Extracted data: Begin

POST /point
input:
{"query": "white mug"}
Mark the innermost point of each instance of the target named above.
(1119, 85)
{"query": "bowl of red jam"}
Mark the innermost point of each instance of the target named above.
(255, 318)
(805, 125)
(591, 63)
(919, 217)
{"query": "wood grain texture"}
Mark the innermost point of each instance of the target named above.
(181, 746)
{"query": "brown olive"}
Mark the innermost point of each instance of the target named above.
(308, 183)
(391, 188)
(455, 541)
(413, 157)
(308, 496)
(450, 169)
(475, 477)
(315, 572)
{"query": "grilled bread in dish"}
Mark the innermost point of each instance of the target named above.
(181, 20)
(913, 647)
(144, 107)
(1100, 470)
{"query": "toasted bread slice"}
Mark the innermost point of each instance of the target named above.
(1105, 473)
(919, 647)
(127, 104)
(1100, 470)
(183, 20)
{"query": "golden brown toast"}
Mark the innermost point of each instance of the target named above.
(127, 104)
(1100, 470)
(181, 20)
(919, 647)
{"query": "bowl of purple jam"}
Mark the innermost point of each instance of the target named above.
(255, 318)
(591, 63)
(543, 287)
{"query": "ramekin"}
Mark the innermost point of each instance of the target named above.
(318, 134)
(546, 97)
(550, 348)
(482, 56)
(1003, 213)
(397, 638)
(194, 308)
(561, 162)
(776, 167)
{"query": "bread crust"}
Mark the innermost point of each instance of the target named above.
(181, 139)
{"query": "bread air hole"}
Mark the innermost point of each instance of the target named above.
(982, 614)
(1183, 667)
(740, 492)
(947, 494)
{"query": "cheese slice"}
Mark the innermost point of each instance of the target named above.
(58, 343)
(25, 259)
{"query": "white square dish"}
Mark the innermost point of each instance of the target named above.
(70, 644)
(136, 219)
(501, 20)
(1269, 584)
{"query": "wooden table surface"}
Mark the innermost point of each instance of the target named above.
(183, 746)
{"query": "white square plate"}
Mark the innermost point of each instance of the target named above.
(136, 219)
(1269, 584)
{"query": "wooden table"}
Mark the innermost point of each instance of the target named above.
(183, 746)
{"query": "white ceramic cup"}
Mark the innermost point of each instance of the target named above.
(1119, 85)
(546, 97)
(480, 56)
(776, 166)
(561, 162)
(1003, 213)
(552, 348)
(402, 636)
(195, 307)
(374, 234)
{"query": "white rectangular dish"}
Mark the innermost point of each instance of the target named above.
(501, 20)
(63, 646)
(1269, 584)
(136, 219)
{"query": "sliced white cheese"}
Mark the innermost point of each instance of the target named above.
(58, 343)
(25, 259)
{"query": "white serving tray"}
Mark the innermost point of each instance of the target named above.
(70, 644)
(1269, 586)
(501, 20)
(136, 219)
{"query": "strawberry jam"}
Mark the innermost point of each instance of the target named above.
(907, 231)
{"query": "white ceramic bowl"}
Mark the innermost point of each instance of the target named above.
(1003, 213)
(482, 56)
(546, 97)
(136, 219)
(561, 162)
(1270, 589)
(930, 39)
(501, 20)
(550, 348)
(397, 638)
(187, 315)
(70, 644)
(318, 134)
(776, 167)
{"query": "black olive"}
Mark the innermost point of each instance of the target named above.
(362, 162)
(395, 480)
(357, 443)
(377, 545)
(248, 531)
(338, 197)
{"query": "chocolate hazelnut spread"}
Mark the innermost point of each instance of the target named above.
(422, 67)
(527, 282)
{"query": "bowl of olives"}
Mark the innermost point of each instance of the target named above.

Extracted data: End

**Task brief**
Copy each entry exactly.

**Result of the exercise**
POST /point
input:
{"query": "white mug"}
Mark the innermost point of each instance of the target named above.
(1119, 85)
{"query": "bowl of red jam"}
Mark the innermost point of each instance of the target named above.
(255, 318)
(805, 125)
(591, 63)
(919, 217)
{"query": "wood grain texture"}
Mark the innermost point of each instance of the target named above.
(181, 746)
{"query": "brown olive"}
Mark the innermost point of each instance of the target named above.
(308, 183)
(391, 188)
(455, 541)
(413, 157)
(308, 496)
(450, 169)
(475, 477)
(315, 572)
{"query": "grilled bread in dish"}
Mark the innermost point of each instance of the target named above.
(181, 20)
(913, 647)
(144, 107)
(1100, 470)
{"query": "toasted bread slice"}
Mark the innermost point of each instance of the target named above.
(1105, 473)
(919, 647)
(127, 104)
(1100, 470)
(183, 20)
{"query": "golden brown toast"}
Mark the innermost point of each instance of the target named above.
(127, 104)
(1100, 470)
(181, 20)
(919, 647)
{"query": "bowl of purple jam"}
Mark the innermost point of each instance of the target named above.
(255, 318)
(591, 63)
(543, 287)
{"query": "ramekin"}
Mark the innermost point of each instance of the target named above.
(318, 134)
(546, 97)
(550, 348)
(482, 56)
(1003, 213)
(397, 638)
(194, 308)
(561, 162)
(776, 167)
{"query": "bread crust"}
Mark the innermost point of each instance of the target named above.
(181, 139)
{"query": "bread air hole"}
Mark the innermost point of each instance of the target named above.
(982, 614)
(1183, 667)
(740, 492)
(947, 494)
{"query": "cheese slice"}
Mark the innermost point of each instance of the target named above.
(58, 343)
(25, 259)
{"query": "white square dish"}
Mark the innermost point of each instance of the target named above.
(70, 644)
(136, 219)
(501, 20)
(1269, 584)
{"query": "wooden table surface"}
Mark the innermost point of each instance of the target named above.
(183, 746)
{"query": "white square plate"}
Mark the innermost point of each instance of the target named above.
(136, 219)
(1269, 584)
{"query": "wooden table"}
Mark the innermost point of each instance of the target named above.
(183, 746)
{"query": "white ceramic cup"}
Mark the innermost point of each instance of the target named above.
(1119, 85)
(546, 97)
(480, 56)
(776, 166)
(561, 162)
(1003, 213)
(552, 348)
(402, 636)
(195, 307)
(374, 234)
{"query": "white rectangular dish"}
Mark the innermost point of each instance of the target named above.
(501, 20)
(63, 646)
(1269, 584)
(136, 219)
{"query": "sliced white cheese"}
Mark the innermost point of each instance of the target named above.
(58, 343)
(25, 259)
{"query": "white serving tray"}
Mark the innermost point of each instance of the target named above.
(70, 644)
(1269, 586)
(501, 20)
(136, 219)
{"query": "strawberry jam"}
Mark the innermost point of each instance of the target named above.
(907, 231)
{"query": "white ceramic bowl"}
Mark the innermost point of each instance of the target named above.
(1003, 213)
(482, 56)
(546, 97)
(136, 219)
(561, 162)
(1270, 589)
(930, 39)
(501, 20)
(550, 348)
(397, 638)
(187, 315)
(70, 644)
(318, 134)
(776, 167)
{"query": "black olive"}
Mark the innermost point of each instance of the target named above.
(362, 162)
(395, 480)
(357, 443)
(377, 545)
(248, 531)
(338, 197)
{"query": "chocolate hazelnut spread"}
Mark the innermost point of each instance of the target named above.
(422, 67)
(527, 282)
{"query": "bowl of olives"}
Mark the innermost point of each instance of the target named above.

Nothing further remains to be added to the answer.